■ STATED TASK ■
Set down each entry from the block beneath, exactly as written.
☆ ☆ ☆ ☆ ☆
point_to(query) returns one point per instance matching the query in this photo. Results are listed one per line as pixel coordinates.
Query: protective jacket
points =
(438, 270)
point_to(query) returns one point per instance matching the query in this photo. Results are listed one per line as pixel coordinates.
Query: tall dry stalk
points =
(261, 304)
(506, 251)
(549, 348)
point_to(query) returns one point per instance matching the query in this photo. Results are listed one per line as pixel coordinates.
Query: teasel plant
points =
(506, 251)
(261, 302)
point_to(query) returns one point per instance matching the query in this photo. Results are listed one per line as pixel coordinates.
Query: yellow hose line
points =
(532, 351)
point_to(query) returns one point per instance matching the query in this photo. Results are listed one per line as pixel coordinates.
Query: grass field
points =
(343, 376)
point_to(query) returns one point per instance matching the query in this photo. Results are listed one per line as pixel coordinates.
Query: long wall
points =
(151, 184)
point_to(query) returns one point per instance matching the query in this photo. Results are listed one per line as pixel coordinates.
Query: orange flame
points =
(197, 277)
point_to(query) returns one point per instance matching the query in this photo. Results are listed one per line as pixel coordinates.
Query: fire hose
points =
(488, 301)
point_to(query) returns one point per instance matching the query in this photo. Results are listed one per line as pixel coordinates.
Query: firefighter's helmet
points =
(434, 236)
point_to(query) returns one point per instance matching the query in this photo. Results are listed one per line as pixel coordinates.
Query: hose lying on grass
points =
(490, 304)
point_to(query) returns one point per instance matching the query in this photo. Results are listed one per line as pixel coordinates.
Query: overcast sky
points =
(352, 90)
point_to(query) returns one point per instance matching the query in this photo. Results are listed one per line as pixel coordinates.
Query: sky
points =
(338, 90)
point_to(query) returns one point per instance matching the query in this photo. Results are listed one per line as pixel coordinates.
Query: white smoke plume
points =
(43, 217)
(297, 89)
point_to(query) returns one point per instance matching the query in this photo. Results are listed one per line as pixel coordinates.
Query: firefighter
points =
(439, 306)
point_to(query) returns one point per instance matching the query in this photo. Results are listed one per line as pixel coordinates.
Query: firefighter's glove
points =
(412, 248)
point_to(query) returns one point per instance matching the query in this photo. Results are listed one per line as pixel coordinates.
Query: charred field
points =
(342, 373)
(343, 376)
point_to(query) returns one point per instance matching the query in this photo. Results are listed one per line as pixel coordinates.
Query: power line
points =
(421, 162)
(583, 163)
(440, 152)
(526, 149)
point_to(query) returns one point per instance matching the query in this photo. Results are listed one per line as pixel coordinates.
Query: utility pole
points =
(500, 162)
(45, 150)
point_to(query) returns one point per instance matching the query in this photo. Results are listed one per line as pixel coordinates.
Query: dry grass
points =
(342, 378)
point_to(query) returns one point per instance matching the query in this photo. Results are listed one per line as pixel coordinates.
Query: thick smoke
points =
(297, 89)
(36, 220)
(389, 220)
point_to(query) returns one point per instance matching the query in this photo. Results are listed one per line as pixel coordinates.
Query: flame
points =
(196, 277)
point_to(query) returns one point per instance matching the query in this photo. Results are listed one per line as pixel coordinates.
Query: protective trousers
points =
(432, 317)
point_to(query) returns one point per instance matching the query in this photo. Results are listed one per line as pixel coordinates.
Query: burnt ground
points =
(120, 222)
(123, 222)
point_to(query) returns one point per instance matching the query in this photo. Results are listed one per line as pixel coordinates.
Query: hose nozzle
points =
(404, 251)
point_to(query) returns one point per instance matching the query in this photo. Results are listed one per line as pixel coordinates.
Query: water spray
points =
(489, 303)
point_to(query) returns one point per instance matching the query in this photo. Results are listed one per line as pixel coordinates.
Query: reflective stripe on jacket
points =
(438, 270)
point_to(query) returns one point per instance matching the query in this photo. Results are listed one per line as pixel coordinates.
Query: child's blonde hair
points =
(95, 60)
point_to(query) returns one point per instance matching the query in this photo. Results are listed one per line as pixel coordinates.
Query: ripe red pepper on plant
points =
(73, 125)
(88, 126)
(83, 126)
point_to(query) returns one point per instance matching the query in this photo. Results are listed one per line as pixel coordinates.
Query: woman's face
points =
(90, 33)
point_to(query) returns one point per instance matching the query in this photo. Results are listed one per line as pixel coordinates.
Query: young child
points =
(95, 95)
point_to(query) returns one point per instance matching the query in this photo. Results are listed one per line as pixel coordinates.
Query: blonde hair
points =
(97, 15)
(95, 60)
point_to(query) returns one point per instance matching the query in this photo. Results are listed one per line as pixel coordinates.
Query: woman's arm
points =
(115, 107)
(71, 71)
☆ ☆ ☆ ☆ ☆
■ RESULT OF THIS EXERCISE ■
point_to(query) returns one point per instance matching the query in this photo. Results are listed one per line as pixel coordinates.
Query: protective jacket
points =
(438, 270)
point_to(query) returns one point per instance matching the query in this photo. Results are listed one per line as pixel coordinates.
Query: tall dry stalk
points =
(261, 304)
(506, 251)
(549, 348)
point_to(query) returns one point per instance matching the query in this photo. Results are listed one per line as pixel coordinates.
Query: teasel plant
points =
(506, 251)
(261, 302)
point_to(query) returns one point per instance matching the query in this photo. Results are listed one per line as pixel coordinates.
Query: yellow hose line
points =
(532, 351)
point_to(query) returns one point per instance matching the query in this photo. Results are listed one per line as pixel coordinates.
Query: grass field
points =
(343, 376)
point_to(query) returns one point per instance matching the query in this photo. Results are listed one per line as pixel coordinates.
Query: long wall
points =
(151, 184)
point_to(query) returns one point per instance matching the query in this photo. Results are listed one per line as pixel coordinates.
Query: orange flame
points =
(197, 277)
point_to(query) returns one point per instance matching the query in this photo. Results are listed one per line as pixel coordinates.
Query: fire hose
points =
(488, 301)
point_to(query) returns one point per instance matching the query in this photo. Results are listed one per line as pixel coordinates.
Query: firefighter's helmet
points =
(434, 236)
point_to(query) returns one point per instance matching the query in this photo. Results are listed one per line as pixel coordinates.
Query: hose lying on grass
points =
(490, 304)
point_to(query) returns one point per instance matching the query in this photo. Results are listed one per line as pixel coordinates.
Query: overcast sky
points =
(352, 90)
point_to(query) returns one point per instance matching the query in this photo. Results are listed one per line as pixel coordinates.
Query: sky
points =
(338, 90)
point_to(query) returns one point per instance matching the query in this photo. Results are listed one per line as pixel coordinates.
Query: white smoke plume
points =
(43, 217)
(297, 89)
point_to(query) returns one point per instance matching the query in this photo. Results are listed one per line as pixel coordinates.
Query: firefighter
points =
(439, 306)
point_to(query) returns one point per instance matching the query in this photo. Results are listed one per line as pixel coordinates.
Query: firefighter's glove
points =
(412, 248)
point_to(query) returns one point per instance matching the query in this photo. Results are listed one per line as pixel coordinates.
Query: charred field
points =
(342, 373)
(343, 376)
point_to(query) returns one point per instance matching the query in this photo. Results are listed one per line as pixel coordinates.
Query: power line
points =
(421, 162)
(583, 163)
(440, 152)
(526, 149)
point_to(query) returns one point per instance matching the query in this photo. Results are listed one per line as pixel coordinates.
Query: utility pole
points =
(500, 162)
(45, 150)
point_to(query) returns one point per instance matching the query in this photo. Results are listed one per line as pixel coordinates.
Query: dry grass
points =
(342, 378)
point_to(query) returns one point per instance matching the query in this photo. Results are listed one per line as pixel coordinates.
Query: thick smoke
points =
(297, 89)
(36, 220)
(389, 220)
point_to(query) returns one point per instance matching the query in this photo. Results are listed one per line as pixel coordinates.
Query: flame
points =
(196, 277)
point_to(query) returns one point per instance matching the query in this photo. Results are listed one per line as pixel coordinates.
Query: protective trousers
points =
(432, 317)
point_to(query) returns one point per instance matching the query in this photo. Results are listed one per line as pixel coordinates.
Query: burnt ground
points =
(120, 222)
(123, 222)
point_to(query) returns one point per instance matching the query in this photo. Results are listed one per line as pixel coordinates.
Query: hose nozzle
points =
(404, 251)
point_to(query) returns one point per instance matching the query in this photo. Results are listed one per line as pixel coordinates.
Query: water spray
points =
(489, 303)
point_to(query) returns one point per instance matching the query in this photo. Results are listed one per line as pixel coordinates.
Query: reflective stripe on jacket
points =
(438, 270)
point_to(query) returns one point per instance matching the query in this photo. Results are listed one per line as pixel coordinates.
Query: child's blonde hair
points =
(95, 60)
point_to(query) returns one point per instance matching the query in this photo. Results are listed one per line as pixel coordinates.
Query: ripe red pepper on plant
points =
(73, 125)
(88, 126)
(83, 126)
point_to(query) returns one point per instance matching the query in this photo. Results are listed one per line as pixel coordinates.
Query: woman's face
points =
(90, 33)
point_to(query) returns one point per instance matching the query in this photo. Results are listed one per line as pixel coordinates.
Query: young child
points =
(95, 95)
point_to(query) returns one point per instance matching the query in this photo. Results are listed one per line as pixel coordinates.
Query: blonde hair
points =
(97, 15)
(95, 60)
point_to(query) returns one point per instance matching the query in this photo. Results are listed one per line as pixel coordinates.
Query: woman's arm
points =
(115, 107)
(71, 71)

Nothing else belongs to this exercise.